▸ GIVEN TASK 1
Translate this sentence from the interview excerpt about Rome, Georgia into Spanish: "We’ve been so used to living off of manufacturing, and our existing manufacturers are excellent and they’re fantastic community partners, but we can’t rely on that going into the future."
▸ GIVEN TASK 2
Resume the interview excerpt about Rome, Georgia's future, picking up right after its final sentence.

▸ SELECTION
------------------------------------

I think the first chance we’re going to get to do that is in 2021… I think we have the opportunity to sit down and really rethink at the most basic level what Rome, Georgia wants to be when it grows up. We’ve been so used to living off of manufacturing, and our existing manufacturers are excellent and they’re fantastic community partners, but we can’t rely on that going into the future. 

It’s really a fundamental rethinking of what we want to be and how do we get there. There’s a lot of different opinions about that, and I’m really looking forward to having that discussion and implementing those ideas so that we can really get Rome to reach its full potential.

Closing Thoughts: I’m having a good time. I’m enjoying what I’m doing; it’s challenging, a lot of it’s thought-provoking and there’s a pretty steep learning curve. I, as well as pretty much anyone else who works in government, am frustrated at the pace and the speed that things go sometimes, but overall, I will say that I am impressed at how efficiently our local government is run.

------------------------------------

▸ DATA SECTION
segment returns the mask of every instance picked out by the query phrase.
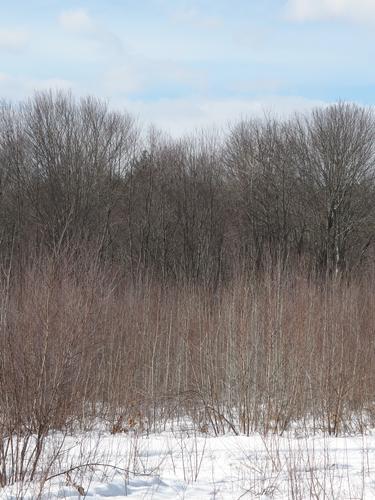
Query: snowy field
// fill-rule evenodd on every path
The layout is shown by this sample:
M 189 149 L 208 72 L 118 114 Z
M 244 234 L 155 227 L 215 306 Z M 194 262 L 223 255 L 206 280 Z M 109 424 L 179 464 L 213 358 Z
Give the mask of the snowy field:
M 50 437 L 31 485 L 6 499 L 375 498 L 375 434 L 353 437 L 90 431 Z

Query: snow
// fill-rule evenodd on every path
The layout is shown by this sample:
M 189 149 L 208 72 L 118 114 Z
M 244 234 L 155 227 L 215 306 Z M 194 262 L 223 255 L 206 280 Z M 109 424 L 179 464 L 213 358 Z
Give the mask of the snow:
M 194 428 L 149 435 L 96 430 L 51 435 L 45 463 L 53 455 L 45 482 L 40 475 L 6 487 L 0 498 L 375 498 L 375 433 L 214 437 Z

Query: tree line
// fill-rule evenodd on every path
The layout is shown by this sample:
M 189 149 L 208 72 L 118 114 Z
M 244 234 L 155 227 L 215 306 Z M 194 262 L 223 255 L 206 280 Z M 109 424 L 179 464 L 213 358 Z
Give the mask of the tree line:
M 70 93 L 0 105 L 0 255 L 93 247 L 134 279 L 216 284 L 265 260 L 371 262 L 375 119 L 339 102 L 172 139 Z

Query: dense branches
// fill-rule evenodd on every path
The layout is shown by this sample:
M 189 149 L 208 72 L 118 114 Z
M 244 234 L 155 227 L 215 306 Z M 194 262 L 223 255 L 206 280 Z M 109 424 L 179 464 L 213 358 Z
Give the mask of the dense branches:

------------------------------------

▸ WRITTEN RESPONSE 1
Estamos tan acostumbrados a vivir de la manufactura, y nuestros fabricantes actuales son excelentes y son socios fantásticos de la comunidad, pero no podemos depender de eso de cara al futuro.

▸ WRITTEN RESPONSE 2
Our city employees are second to none; I’ve really been impressed with the quality of people that are in this city and the ideas that they have. It just makes me more proud of the city I live in, and it reinforces my theory that Rome has so much potential that we haven’t tapped yet. If we can work to tap it correctly, we could be one of the top cities in the nation, I have no doubt.